### Description of the task
Give the lines from the one containing "Each instance of the woman's knee" up to and including the last line of the rows below as a numbered list, skipping any blank lines.

### Input for this task
━━━

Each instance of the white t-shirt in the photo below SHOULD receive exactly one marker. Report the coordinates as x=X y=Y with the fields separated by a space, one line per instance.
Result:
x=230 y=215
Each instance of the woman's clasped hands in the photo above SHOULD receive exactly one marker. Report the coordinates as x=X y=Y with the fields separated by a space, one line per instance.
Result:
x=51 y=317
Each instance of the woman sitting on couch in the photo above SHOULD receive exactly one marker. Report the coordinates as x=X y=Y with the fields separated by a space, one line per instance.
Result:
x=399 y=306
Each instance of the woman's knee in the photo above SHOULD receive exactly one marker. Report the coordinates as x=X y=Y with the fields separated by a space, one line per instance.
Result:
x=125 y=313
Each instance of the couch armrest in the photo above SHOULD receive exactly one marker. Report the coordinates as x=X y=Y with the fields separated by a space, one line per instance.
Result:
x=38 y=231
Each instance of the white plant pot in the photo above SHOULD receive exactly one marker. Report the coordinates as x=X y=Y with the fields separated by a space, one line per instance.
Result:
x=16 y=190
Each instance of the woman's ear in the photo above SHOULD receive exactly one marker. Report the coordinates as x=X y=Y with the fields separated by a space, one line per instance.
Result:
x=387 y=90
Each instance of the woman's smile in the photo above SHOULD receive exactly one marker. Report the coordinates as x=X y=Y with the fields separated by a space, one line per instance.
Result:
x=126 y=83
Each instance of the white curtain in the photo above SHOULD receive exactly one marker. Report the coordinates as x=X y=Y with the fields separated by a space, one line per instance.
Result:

━━━

### Solution
1. Each instance of the woman's knee in the photo above SHOULD receive exactly one marker. Report the coordinates as x=X y=Y with the fields separated by a space, one line per instance.
2. Result:
3. x=125 y=313
4. Each instance of the couch armrest in the photo above SHOULD receive exactly one marker. Report the coordinates as x=X y=Y with the fields separated by a space, one line per instance.
5. Result:
6. x=38 y=231
7. Each instance of the white plant pot in the photo above SHOULD receive exactly one marker. Report the coordinates as x=X y=Y with the fields separated by a space, one line per instance.
8. Result:
9. x=16 y=190
10. Each instance of the woman's ear in the photo above SHOULD receive exactly one marker. Report the coordinates as x=X y=Y with the fields separated by a space, one line per instance.
11. Result:
12. x=387 y=90
13. Each instance of the woman's smile in the photo above SHOULD receive exactly one marker. Report the coordinates as x=X y=Y with the fields separated by a space, one line per instance.
14. Result:
15. x=126 y=83
16. Each instance of the white curtain in the photo above SHOULD receive exactly one marker. Report the coordinates as x=X y=Y with the fields separated by a space, one line per instance.
17. Result:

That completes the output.